**Bloc de texte:**
-------------------------

Nous sommes ici tout occupés, dans notre Collège philosophique[1], à faire des expériences et des observations, selon la mesure de nos forces ; et nous essayons de tracer une histoire des arts mécaniques, persuadés que nous sommes que les formes et les qualités des choses se peuvent expliquer parfaitement par des principes mécaniques, et que tous les effets de la nature se réduisent au mouvement, à la figure, à l’agencement des parties et aux diverses complications qui en résultent, sans qu’il y ait la moindre nécessité de recourir à ces formes inexplicables, à ces qualités occultes qui sont l’asile de l’ignorance. Je vous manderai le livre que je vous ai promis[2] aussitôt que l’ambassade hollandaise enverra un messager à La Haye, ce qui arrive assez fréquemment, ou bien dès que je pourrai le confier à quelque ami sûr qui prendra le chemin de votre pays. Excusez, Monsieur, la prolixité de cette lettre et les libertés que je me donne. Veuillez surtout prendre en bonne part, comme c’est l’usage entre amis, une lettre écrite sans déguisement et sans aucun des raffinements à l’usage des cours, et croyez-moi, en toute franchise et en toute simplicité,

Votre bien dévoué,
Henri Oldenburg.
Londres, 27 septembre 1661.
  1. Ce collège philosophique devint peu après la Société royale de Londres, dont Oldenburg fut un des secrétaires.
  2. Le Livre de Robert Boyle, De Nitro, Fluiditate et Firmitate.

-------------------------

**Enregistrements fournis:**
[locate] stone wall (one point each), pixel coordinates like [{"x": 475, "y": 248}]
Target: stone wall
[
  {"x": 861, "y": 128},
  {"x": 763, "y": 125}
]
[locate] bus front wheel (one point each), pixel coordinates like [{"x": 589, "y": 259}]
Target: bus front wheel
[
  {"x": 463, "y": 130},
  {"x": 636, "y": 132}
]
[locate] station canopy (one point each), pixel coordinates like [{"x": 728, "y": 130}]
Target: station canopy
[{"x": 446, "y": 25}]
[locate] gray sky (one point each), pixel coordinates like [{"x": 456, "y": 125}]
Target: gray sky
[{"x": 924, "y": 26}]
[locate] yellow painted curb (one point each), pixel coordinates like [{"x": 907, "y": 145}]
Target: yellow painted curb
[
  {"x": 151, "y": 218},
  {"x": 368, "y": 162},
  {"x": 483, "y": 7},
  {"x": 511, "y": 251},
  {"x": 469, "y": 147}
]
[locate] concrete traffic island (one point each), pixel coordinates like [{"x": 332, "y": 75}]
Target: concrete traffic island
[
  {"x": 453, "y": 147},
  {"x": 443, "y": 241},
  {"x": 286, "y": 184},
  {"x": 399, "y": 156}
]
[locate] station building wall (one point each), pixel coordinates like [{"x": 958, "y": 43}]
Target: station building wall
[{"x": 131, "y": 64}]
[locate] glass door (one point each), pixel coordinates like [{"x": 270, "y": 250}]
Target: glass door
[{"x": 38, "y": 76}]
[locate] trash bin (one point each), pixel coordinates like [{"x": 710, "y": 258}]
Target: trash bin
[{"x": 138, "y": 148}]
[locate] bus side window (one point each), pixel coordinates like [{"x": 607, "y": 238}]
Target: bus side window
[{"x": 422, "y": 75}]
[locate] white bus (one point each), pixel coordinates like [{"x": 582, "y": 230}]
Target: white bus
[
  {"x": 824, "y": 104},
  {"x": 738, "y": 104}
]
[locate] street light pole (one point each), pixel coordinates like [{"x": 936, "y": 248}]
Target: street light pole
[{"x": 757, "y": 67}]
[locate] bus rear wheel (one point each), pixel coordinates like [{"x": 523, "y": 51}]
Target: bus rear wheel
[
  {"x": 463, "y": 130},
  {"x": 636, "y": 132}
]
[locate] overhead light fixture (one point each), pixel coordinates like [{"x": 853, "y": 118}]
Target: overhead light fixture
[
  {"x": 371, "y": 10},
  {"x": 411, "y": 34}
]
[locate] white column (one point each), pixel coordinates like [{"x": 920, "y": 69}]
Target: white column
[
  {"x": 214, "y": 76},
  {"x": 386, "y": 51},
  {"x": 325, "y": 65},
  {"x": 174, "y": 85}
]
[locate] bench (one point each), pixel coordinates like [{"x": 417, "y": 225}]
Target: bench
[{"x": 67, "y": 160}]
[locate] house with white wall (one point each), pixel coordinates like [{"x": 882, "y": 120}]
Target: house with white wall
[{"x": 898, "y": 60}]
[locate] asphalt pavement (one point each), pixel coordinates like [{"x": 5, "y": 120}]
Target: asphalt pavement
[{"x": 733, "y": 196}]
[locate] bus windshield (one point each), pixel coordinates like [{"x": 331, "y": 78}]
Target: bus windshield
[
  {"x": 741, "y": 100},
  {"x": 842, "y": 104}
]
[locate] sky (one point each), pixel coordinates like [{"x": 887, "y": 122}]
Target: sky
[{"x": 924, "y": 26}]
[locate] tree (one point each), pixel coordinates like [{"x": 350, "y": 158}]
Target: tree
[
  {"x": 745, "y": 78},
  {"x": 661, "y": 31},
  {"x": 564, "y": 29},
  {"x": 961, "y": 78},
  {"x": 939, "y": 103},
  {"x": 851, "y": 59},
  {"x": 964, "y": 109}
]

-------------------------

**Liste des tâches:**
1. Recopiez sans rien changer le passage de la lettre qui commence à « 1. Ce collège » et se termine à « Fluiditate et Firmitate. ».
2. Reproduisez à l'identique les enregistrements, en commençant à la ligne qui contient « [locate] bus windshield » et en terminant à la fin des enregistrements, ces deux limites comprises, et rien d'autre.

**Résultats par tâche:**
1.
1. Ce collège philosophique devint peu après la Société royale de Londres, dont Oldenburg fut un des secrétaires.
  2. Le Livre de Robert Boyle, De Nitro, Fluiditate et Firmitate.

2.
[locate] bus windshield (one point each), pixel coordinates like [{"x": 331, "y": 78}]
Target: bus windshield
[
  {"x": 741, "y": 100},
  {"x": 842, "y": 104}
]
[locate] sky (one point each), pixel coordinates like [{"x": 887, "y": 122}]
Target: sky
[{"x": 924, "y": 26}]
[locate] tree (one point each), pixel coordinates like [{"x": 350, "y": 158}]
Target: tree
[
  {"x": 745, "y": 78},
  {"x": 661, "y": 31},
  {"x": 564, "y": 29},
  {"x": 961, "y": 78},
  {"x": 939, "y": 103},
  {"x": 851, "y": 59},
  {"x": 964, "y": 109}
]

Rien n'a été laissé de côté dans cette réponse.